### Instruction 1
In the thread about type-hinting a method that returns an instance of an abstract class, starting from which Python version is the unquoted form available through __future__?

How can I type hint that the return type of a method of some abstract class is some instance of this class?
My intuitive answer is that
@abstractmethod
def mymethod() -> typing.Self:
pass
should be the correct way (as suggested in this post for example). But when I now subclass from this class, the return type is restricted to the type of the child class. What is the correct way to type hint here, so every subclass of the parent class is allowed?
Example code:
from abc import ABC, abstractmethod
from typing import Self, override
import random
class DiceResult(ABC):
@abstractmethod
def reroll(self) -> Self:
pass
class NaturalTwenty(DiceResult):
@override
def reroll(self) -> DiceResult: # Type checkers report an error here
return random.choice([NaturalTwenty(), NaturalOne()])
class NaturalOne(DiceResult):
@override
def reroll(self) -> DiceResult: # Type checkers report an error here
return random.choice([NaturalTwenty(), NaturalOne()])
@Schwern already explains why typing.Self does not work here in their answer.
This is because typing.Self always type hints the current enclosing class. If it is the subclass of another class, the type hint refers to the subclass.
To solve this, we want to use the parent class as type annotation, as in
class DiceResult(ABC):
@abstractmethod
def reroll(self) -> DiceResult:
pass
This does not work in the current python version though, as it is a forward reference. The current solution is to use a string literal instead, as in
class DiceResult(ABC):
@abstractmethod
def reroll(self) -> "DiceResult":
pass
In the future, the first version is intended to work as well, and is also already (python >= 3.7) available in __future__. It can be used as
from __future__ import annotations
class DiceResult(ABC):
@abstractmethod
def reroll(self) -> DiceResult:
pass

### Input rows
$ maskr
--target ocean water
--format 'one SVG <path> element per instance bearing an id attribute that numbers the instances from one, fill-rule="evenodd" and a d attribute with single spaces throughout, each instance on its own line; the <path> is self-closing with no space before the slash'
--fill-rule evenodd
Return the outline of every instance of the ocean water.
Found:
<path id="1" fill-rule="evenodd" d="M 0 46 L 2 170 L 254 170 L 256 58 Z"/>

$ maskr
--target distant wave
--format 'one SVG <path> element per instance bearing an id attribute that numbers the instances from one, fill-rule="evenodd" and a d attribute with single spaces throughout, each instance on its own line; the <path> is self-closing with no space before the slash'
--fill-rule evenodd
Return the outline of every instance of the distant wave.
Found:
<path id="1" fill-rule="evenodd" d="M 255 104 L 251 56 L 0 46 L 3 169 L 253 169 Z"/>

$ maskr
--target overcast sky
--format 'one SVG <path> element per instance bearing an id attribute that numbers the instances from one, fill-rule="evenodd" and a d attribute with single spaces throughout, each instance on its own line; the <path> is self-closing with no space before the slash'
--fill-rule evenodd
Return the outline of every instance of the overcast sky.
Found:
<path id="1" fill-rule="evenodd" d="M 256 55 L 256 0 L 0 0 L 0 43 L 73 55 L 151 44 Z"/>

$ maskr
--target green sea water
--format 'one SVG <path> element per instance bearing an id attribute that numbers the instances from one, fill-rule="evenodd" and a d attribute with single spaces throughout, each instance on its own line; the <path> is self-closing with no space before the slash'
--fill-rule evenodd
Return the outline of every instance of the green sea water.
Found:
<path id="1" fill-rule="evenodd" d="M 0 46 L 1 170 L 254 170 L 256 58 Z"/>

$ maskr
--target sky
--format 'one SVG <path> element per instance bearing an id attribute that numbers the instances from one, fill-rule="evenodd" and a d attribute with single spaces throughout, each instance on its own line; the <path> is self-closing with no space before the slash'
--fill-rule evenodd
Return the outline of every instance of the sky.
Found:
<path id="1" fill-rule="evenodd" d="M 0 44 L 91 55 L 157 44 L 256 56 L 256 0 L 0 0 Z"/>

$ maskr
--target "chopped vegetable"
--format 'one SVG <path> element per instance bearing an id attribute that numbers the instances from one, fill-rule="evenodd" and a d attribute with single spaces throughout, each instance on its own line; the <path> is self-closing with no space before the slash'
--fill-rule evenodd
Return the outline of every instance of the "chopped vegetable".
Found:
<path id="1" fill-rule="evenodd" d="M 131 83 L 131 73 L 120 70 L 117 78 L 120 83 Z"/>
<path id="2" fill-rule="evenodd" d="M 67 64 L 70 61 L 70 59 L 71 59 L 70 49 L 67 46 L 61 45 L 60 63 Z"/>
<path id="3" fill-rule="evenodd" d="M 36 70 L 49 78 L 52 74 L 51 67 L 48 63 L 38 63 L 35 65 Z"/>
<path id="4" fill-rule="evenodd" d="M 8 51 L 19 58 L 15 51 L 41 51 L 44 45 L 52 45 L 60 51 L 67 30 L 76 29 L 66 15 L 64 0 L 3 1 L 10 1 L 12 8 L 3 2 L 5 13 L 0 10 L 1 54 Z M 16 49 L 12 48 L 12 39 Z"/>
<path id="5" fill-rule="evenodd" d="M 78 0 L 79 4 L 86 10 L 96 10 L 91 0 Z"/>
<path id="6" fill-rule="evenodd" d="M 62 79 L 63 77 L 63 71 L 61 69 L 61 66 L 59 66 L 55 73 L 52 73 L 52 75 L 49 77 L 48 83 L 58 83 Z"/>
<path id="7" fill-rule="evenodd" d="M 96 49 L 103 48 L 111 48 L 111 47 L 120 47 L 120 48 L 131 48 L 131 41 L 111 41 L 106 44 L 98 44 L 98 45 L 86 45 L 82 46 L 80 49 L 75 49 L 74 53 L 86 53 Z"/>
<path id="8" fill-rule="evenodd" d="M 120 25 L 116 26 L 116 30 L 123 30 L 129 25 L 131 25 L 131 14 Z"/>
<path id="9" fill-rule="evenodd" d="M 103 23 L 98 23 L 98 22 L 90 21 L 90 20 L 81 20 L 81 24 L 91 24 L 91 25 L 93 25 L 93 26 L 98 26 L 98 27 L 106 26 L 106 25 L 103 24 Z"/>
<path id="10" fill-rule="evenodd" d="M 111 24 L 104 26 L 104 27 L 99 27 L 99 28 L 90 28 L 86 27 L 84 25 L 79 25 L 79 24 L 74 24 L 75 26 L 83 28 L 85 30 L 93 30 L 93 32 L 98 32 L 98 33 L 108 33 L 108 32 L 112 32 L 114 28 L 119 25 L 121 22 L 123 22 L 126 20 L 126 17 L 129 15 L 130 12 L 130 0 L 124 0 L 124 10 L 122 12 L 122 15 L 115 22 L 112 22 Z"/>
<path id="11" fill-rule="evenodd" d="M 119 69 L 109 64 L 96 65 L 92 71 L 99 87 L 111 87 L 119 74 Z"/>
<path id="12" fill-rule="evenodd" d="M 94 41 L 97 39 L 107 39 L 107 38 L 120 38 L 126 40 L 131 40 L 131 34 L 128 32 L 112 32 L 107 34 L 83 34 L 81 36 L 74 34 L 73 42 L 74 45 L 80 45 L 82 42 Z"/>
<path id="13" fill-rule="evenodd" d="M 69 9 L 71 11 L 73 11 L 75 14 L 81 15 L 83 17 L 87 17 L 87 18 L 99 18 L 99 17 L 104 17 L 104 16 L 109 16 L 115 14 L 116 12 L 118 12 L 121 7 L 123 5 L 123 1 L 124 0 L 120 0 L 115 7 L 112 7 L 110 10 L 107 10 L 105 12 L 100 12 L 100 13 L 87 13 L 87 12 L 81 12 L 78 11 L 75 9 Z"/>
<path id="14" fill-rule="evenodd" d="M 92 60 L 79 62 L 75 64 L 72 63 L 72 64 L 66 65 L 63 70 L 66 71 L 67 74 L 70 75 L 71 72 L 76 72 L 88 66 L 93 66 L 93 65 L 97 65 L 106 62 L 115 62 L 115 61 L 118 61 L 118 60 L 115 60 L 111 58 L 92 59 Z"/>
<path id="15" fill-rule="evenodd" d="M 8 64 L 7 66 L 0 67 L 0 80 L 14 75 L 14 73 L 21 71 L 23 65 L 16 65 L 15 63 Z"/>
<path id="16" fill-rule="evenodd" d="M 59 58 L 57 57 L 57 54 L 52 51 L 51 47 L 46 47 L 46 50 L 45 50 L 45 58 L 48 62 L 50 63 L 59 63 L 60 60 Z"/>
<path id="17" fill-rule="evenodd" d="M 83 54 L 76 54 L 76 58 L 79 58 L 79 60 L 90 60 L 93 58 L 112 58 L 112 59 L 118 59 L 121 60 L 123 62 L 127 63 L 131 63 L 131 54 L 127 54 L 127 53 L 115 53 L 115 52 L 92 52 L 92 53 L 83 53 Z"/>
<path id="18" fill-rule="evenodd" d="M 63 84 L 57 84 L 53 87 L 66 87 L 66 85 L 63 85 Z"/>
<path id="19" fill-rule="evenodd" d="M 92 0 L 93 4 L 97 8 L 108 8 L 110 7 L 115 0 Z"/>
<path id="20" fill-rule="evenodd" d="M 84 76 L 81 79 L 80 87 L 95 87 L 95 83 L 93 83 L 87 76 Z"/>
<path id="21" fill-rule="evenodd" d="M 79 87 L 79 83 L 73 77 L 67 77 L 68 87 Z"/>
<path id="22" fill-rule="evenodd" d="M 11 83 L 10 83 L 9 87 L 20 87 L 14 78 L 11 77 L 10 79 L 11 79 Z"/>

### Instruction 2
Copy the records word for word, starting at their first line and ending at the line that contains "2 170 L 254", with both of those lines included.

### Exercise output 1
Python 3.7

### Exercise output 2
$ maskr
--target ocean water
--format 'one SVG <path> element per instance bearing an id attribute that numbers the instances from one, fill-rule="evenodd" and a d attribute with single spaces throughout, each instance on its own line; the <path> is self-closing with no space before the slash'
--fill-rule evenodd
Return the outline of every instance of the ocean water.
Found:
<path id="1" fill-rule="evenodd" d="M 0 46 L 2 170 L 254 170 L 256 58 Z"/>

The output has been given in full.